■ **DIRECTIVES**:
1. In the Solr issue comment, reproduce word for word the part that opens with the words containing "Joel Bernstein commented" and closes with "testing export performance.".
2. Write out the records exactly, starting at the line containing "Tag one spot per instance of the white dress" and continuing through the end of the records, both ends included. Leave the pictures out.

>> Start TEXT EXTRACT

2021-01-14 Thread Joel Bernstein (Jira)



[ 
https://issues.apache.org/jira/browse/SOLR-15036?page=com.atlassian.jira.plugin.system.issuetabpanels:comment-tabpanel=17265147#comment-17265147
 ] 

Joel Bernstein commented on SOLR-15036:
---

It was a multi-dimensional. Here are the two expressions:

The facet expressions:
{code}
facet(testex, buckets="stock_s,day_i,num_s,test_s", bucketSorts="index desc", 
rows="-1")
{code}

The rollup expression. I used I rollup -> search rather drill because I was 
actually testing export performance.
{code}
rollup(search(testex, q="*:*", fl="stock_s,day_i,num_s,test_s", sort="stock_s 
desc,day_i desc,num_s desc,test_s desc", qt="/export", queueSize="15"), 
over="stock_s,day_i,num_s,test_s", count(*))
{code}




> Use plist automatically for executing a facet expression against a collection 
> alias backed by multiple collections
> --
>
> Key: SOLR-15036
> URL: https://issues.apache.org/jira/browse/SOLR-15036
> Project: Solr
>  Issue Type: Improvement
>  Security Level: Public(Default Security Level. Issues are Public) 
>  Components: streaming expressions
>Reporter: Timothy Potter
>Assignee: Timothy Potter
>Priority: Major
> Fix For: 8.8, master (9.0)
>
> Attachments: relay-approach.patch
>
>  Time Spent: 2h
>  Remaining Estimate: 0h
>
> For analytics use cases, streaming expressions make it possible to compute 
> basic aggregations (count, min, max, sum, and avg) over massive data sets.

>> End TEXT EXTRACT
>> Start RECORDS FOR THE EXERCISE

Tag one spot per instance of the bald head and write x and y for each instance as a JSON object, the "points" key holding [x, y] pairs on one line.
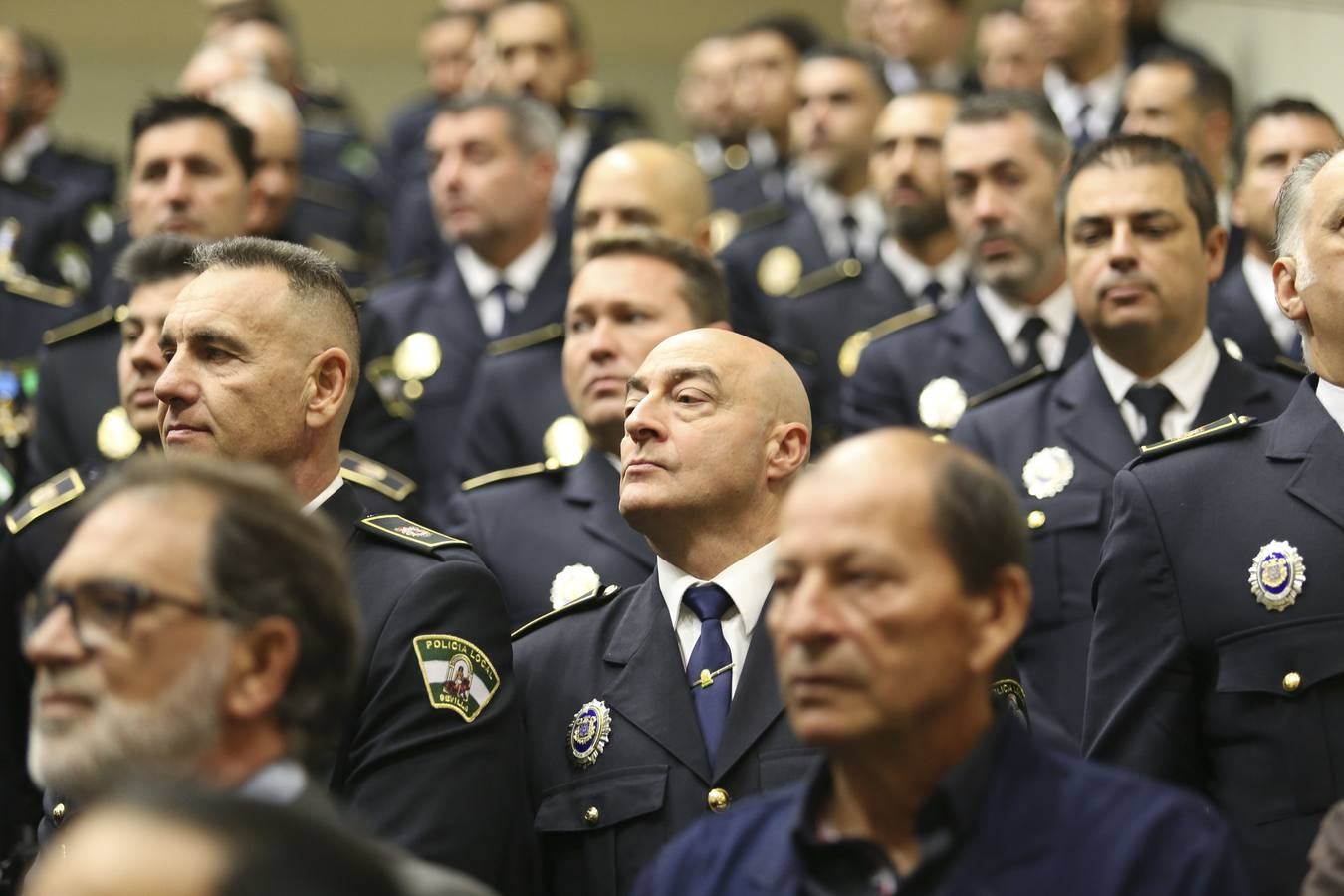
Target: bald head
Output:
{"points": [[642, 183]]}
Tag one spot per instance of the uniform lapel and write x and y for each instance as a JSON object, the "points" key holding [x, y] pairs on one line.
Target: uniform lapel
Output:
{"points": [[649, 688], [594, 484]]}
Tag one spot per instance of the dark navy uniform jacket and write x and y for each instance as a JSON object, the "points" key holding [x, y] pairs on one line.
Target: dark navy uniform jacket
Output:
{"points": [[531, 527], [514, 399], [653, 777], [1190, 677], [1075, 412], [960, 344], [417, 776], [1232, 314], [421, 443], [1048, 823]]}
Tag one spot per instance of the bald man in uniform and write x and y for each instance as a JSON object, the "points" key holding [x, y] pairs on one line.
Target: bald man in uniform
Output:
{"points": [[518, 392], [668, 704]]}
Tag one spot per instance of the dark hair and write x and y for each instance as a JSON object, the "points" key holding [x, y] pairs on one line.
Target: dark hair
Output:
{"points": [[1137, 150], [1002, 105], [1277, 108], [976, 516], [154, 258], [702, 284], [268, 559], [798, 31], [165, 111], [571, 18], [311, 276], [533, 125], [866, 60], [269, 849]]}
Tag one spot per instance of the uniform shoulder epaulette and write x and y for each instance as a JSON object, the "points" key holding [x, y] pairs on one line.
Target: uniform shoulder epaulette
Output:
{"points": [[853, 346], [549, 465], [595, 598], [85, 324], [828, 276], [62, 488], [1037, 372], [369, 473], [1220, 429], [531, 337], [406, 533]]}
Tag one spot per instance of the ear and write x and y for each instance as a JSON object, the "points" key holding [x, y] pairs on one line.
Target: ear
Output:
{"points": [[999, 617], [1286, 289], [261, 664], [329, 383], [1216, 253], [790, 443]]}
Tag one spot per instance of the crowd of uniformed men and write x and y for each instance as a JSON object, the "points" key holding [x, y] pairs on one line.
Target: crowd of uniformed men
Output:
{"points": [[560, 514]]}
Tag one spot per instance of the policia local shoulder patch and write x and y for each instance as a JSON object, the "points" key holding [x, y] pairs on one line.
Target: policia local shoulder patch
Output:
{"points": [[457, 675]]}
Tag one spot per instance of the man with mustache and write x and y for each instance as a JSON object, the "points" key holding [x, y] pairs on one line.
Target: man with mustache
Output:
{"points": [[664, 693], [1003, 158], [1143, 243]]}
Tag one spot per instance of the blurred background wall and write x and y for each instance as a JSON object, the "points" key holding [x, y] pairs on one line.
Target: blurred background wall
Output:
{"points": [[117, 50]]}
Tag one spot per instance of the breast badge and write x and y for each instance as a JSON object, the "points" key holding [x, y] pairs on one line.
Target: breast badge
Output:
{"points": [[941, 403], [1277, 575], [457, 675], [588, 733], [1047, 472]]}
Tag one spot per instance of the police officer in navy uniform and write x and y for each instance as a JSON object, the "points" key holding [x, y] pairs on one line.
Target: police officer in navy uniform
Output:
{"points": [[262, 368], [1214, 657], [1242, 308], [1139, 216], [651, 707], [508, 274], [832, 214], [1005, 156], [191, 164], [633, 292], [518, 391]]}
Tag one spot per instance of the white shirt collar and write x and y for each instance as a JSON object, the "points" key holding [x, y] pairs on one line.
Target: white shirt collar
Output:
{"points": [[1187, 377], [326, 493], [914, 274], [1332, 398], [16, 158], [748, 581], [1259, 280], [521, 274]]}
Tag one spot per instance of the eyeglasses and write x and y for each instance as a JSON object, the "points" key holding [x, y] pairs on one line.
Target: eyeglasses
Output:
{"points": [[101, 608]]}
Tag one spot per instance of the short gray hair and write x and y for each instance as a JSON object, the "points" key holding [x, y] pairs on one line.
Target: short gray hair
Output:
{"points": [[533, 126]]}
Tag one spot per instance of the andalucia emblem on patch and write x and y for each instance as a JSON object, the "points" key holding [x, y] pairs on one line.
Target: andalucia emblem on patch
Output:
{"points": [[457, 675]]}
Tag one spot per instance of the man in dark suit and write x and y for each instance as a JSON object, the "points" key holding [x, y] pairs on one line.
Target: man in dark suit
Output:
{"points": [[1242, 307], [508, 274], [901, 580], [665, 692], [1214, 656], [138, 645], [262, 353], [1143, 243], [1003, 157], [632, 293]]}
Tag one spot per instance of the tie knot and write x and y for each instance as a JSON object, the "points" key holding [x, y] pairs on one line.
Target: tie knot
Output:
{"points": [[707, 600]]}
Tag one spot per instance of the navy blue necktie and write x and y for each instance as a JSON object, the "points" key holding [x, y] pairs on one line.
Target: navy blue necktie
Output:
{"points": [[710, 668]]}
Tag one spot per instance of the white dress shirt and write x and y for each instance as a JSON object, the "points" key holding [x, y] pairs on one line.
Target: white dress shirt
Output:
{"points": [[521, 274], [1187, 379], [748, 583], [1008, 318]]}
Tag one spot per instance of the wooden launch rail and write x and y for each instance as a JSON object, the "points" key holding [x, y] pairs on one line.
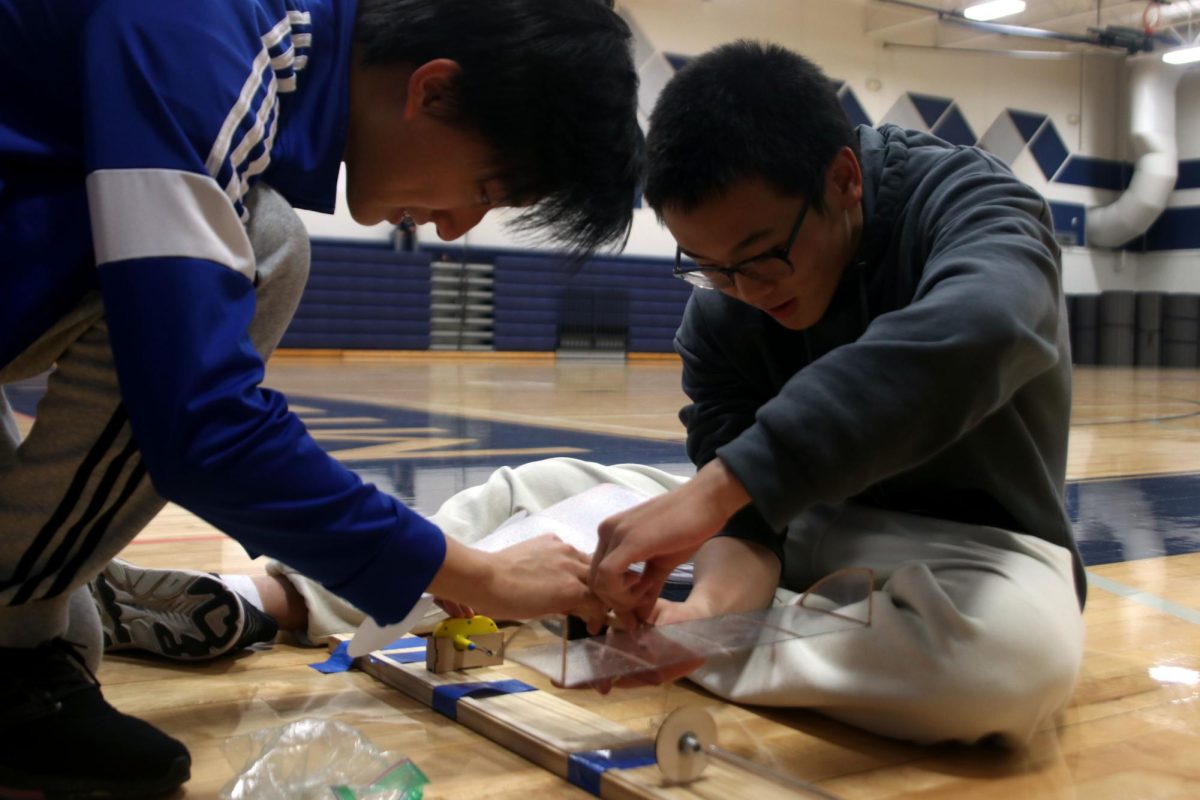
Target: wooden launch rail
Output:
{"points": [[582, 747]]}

>> End RECORDS FOR THE EXERCISE

■ **OUTPUTS**:
1.
Joel Bernstein commented on SOLR-15036:
---

It was a multi-dimensional. Here are the two expressions:

The facet expressions:
{code}
facet(testex, buckets="stock_s,day_i,num_s,test_s", bucketSorts="index desc", 
rows="-1")
{code}

The rollup expression. I used I rollup -> search rather drill because I was 
actually testing export performance.

2.
Tag one spot per instance of the white dress shirt and write x and y for each instance as a JSON object, the "points" key holding [x, y] pairs on one line.
Target: white dress shirt
Output:
{"points": [[521, 274], [1187, 379], [748, 583], [1008, 318]]}
Tag one spot per instance of the wooden launch rail and write x and y for each instance as a JSON object, the "points" key holding [x, y] pairs on one line.
Target: wooden launch rail
Output:
{"points": [[582, 747]]}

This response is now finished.